- TASK DETAILS -
Write out the complete data exactly as written.

#### DATASET EXCERPTS

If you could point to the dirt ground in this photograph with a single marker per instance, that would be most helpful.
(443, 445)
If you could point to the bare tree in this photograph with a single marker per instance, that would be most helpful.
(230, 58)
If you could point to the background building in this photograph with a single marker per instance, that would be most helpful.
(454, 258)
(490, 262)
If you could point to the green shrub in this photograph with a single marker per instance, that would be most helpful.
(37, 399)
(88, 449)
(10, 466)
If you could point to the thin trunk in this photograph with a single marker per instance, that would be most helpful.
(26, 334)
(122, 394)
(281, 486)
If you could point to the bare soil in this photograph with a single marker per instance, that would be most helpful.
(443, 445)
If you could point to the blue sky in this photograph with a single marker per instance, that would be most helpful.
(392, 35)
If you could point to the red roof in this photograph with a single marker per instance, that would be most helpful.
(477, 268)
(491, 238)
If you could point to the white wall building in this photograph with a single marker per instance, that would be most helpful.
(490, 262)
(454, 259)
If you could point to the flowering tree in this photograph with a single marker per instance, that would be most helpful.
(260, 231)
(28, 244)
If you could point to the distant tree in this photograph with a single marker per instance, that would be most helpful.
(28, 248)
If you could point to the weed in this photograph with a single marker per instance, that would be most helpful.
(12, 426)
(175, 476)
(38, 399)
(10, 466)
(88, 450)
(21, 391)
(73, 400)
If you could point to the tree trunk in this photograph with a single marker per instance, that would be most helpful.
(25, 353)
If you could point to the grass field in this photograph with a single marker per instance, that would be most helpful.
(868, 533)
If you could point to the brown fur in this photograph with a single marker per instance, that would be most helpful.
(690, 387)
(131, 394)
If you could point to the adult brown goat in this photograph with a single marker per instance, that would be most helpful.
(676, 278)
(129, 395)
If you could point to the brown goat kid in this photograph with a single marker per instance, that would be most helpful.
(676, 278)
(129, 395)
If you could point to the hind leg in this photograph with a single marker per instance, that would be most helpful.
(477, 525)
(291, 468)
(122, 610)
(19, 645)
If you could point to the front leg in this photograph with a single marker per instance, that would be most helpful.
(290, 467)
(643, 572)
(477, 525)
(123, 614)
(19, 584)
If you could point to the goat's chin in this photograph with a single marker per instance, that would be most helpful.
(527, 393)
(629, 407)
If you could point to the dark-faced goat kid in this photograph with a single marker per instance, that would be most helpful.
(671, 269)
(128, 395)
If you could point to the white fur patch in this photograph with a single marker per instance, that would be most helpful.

########

- SOLUTION TO THIS TASK -
If you could point to the dirt ground in this photograph with a single marker per instance, that would be most helpful.
(443, 445)
If you could point to the bare tree in this photograph with a single marker per instance, that would be most helpful.
(230, 58)
If you could point to the background building in this photograph with a single marker per instance, that would be most helpful.
(454, 258)
(490, 262)
If you could point to the green shrub in this photograph with a single marker per instance, that would be most helpful.
(37, 399)
(88, 449)
(10, 466)
If you could point to the thin trunk in this photograph with a single marker per instance, that would be most helpful.
(26, 334)
(122, 394)
(281, 486)
If you could point to the bare soil in this photograph with a single marker per instance, that would be most helpful.
(443, 445)
If you could point to the blue sky in this photograph with a single marker per instance, that would be most helpful.
(392, 35)
If you could point to the red roof in this photograph with a single marker per instance, that would be most helpful.
(477, 268)
(491, 238)
If you could point to the white wall building in this photograph with a single marker per instance, that would be most helpful.
(490, 262)
(454, 259)
If you could point to the flowering tree in this photograph with a single marker per instance, that would be most helpful.
(260, 231)
(28, 244)
If you could point to the distant tree in this photograph with a single marker per instance, that would be most helpful.
(28, 248)
If you could point to the weed in this photograph with a single marker per instance, that would be most helpful.
(12, 426)
(175, 476)
(38, 399)
(10, 466)
(88, 450)
(21, 391)
(73, 400)
If you could point to the tree trunk in this photograph with a single marker per instance, that would be most helpful.
(25, 353)
If you could point to the grass field in this photograph with a single marker per instance, that would be most helpful.
(868, 533)
If you could point to the brown fur in this photograph with a single marker per instance, that would be most helpful.
(690, 387)
(131, 394)
If you could point to the adult brown goat in this photograph with a single marker per instance, that would be most helpful.
(676, 278)
(129, 395)
If you could point to the brown goat kid in this photograph with a single marker per instance, that would be most helpful.
(676, 278)
(129, 395)
If you could point to the hind leg in this photograph with a single marker per instance, that would be most helpful.
(477, 525)
(291, 468)
(122, 610)
(19, 645)
If you could point to the front leg in this photograph with a single marker per instance, that would be most helpful.
(290, 467)
(643, 572)
(477, 525)
(123, 614)
(19, 584)
If you could point to the goat's chin in this photograph with a single marker per instance, that would be most helpful.
(527, 393)
(629, 407)
If you could point to the dark-faced goat kid in this photograph with a single marker per instance, that would be most helpful.
(671, 269)
(128, 395)
If you could point to the white fur patch in this photograph with a single marker per instance, that would be most helpful.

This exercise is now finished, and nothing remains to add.